*** Opening of EXERCISE TEXT ***

BP Plc will write down the value of its business by as much as $17.5 billion, as the oil major predicts that the coronavirus pandemic will hurt long-term demand and accelerate the shift to cleaner energy.
The company is also undertaking a review of its projects that could result in some oil discoveries being left in the ground.
It’s the latest in a series of big shifts from BP, which has pivoted sharply toward clean energy under its new, Irish Chief Executive Officer Bernard Looney. Shares fell 5% to 307 pence as of 8:15am in London.
“BP now sees the prospect of the pandemic having an enduring impact on the global economy, with the potential for weaker demand for energy for a sustained period,” the company said in a statement this morning.
“The aftermath of the pandemic will accelerate the pace of transition to a lower-carbon economy.” BP’s actions will lead to non-cash impairment charges and write-offs in the second quarter, estimated to be in a range of $13 billion to $17.5 billion post-tax, the company said.
In February, BP outlined its ambitions to become a “net-zero” company by 2050. The company acknowledged that production will decline in the long term, and said whatever is pumped in 2050 “will have to be de-carbonized.” Peers including Royal Dutch Shell Plc, Total SA and Equinor ASA have also set out agendas for what’s becoming an existential challenge for the oil industry.
BP’s revised investment appraisal long-term price assumptions are now an average of around $55 a barrel for Brent crude and $2.90 per million British thermal units for Henry Hub gas, from 2021-2050, the statement shows.
“These lower long-term price assumptions are considered by BP to be broadly in line with a range of transition paths consistent with the Paris climate goals,” it said. “However, they do not correspond to any specific Paris-consistent scenario.” BP is scheduled to publish its second-quarter results on Aug. 4.

*** Close of EXERCISE TEXT ***

QUESTIONS ON THE MATERIAL —
A – Condense the paragraph of the BP article that begins "In February, BP outlined" into a short bulleted list that keeps its main facts.
B – Please output the stretch of the BP article from "The company is" through "the company said.", word for word.
You won't need the data that comes next.

*** Opening of GIVEN ENTRIES ***

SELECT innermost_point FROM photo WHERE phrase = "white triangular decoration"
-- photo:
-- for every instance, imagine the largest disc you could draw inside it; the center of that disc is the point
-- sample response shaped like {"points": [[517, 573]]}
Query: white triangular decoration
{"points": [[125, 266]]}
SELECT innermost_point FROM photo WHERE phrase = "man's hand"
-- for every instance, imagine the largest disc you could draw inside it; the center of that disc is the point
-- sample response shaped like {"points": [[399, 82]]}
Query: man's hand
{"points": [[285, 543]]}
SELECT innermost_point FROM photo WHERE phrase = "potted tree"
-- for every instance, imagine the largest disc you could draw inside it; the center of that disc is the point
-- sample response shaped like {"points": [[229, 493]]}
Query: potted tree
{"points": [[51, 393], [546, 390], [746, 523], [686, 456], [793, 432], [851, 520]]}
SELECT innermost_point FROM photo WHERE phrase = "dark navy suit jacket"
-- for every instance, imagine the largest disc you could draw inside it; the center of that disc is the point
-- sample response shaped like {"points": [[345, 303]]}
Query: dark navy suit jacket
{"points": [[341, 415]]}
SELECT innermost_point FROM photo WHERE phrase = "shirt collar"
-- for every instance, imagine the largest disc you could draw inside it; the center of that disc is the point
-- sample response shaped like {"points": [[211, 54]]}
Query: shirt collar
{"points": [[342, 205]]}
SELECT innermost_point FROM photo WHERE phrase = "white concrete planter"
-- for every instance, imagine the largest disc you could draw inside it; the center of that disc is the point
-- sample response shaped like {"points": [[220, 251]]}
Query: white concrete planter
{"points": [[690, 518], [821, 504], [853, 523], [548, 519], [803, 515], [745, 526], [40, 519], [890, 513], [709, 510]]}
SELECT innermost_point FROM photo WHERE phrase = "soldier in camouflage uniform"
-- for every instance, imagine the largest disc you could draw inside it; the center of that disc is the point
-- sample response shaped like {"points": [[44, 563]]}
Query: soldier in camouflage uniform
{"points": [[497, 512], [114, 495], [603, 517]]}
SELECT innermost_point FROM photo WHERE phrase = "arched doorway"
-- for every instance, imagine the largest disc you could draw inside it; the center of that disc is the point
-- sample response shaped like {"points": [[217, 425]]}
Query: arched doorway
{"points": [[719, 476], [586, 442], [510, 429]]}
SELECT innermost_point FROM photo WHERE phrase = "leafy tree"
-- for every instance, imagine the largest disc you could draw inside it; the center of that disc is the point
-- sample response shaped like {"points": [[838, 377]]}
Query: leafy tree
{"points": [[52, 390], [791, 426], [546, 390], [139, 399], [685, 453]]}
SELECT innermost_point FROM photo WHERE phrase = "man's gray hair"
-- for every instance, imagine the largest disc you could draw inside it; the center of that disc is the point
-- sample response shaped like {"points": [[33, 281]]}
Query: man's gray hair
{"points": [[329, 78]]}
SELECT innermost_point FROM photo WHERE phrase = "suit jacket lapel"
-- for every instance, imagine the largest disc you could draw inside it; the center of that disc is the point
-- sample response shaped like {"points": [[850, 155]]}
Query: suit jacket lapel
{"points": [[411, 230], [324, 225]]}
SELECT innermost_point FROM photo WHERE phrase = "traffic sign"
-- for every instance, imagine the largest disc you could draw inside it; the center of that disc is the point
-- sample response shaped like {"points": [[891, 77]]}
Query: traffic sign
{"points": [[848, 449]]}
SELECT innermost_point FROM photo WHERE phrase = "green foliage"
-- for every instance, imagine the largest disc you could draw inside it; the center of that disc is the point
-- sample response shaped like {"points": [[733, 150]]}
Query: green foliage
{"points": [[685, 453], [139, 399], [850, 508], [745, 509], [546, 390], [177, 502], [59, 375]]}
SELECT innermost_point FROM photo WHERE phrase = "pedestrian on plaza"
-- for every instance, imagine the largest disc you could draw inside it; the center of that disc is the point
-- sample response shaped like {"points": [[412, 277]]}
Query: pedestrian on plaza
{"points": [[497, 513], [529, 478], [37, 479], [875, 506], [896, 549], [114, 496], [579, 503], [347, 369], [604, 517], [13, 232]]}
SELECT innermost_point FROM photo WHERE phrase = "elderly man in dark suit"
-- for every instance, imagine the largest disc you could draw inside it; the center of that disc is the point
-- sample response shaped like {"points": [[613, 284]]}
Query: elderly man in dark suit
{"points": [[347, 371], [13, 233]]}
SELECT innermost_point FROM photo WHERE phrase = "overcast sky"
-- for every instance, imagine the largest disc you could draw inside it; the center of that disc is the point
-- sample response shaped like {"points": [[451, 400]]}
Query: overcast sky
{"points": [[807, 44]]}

*** Close of GIVEN ENTRIES ***

SOLVED PROBLEMS —
A –
- In February, BP set a goal of becoming a "net-zero" company by 2050.
- BP acknowledged that its production will decline over the long term.
- BP said whatever it pumps in 2050 "will have to be de-carbonized."
- Royal Dutch Shell Plc, Total SA and Equinor ASA have also set out agendas for what is becoming an existential challenge for the oil industry.

B –
The company is also undertaking a review of its projects that could result in some oil discoveries being left in the ground.
It’s the latest in a series of big shifts from BP, which has pivoted sharply toward clean energy under its new, Irish Chief Executive Officer Bernard Looney. Shares fell 5% to 307 pence as of 8:15am in London.
“BP now sees the prospect of the pandemic having an enduring impact on the global economy, with the potential for weaker demand for energy for a sustained period,” the company said in a statement this morning.
“The aftermath of the pandemic will accelerate the pace of transition to a lower-carbon economy.” BP’s actions will lead to non-cash impairment charges and write-offs in the second quarter, estimated to be in a range of $13 billion to $17.5 billion post-tax, the company said.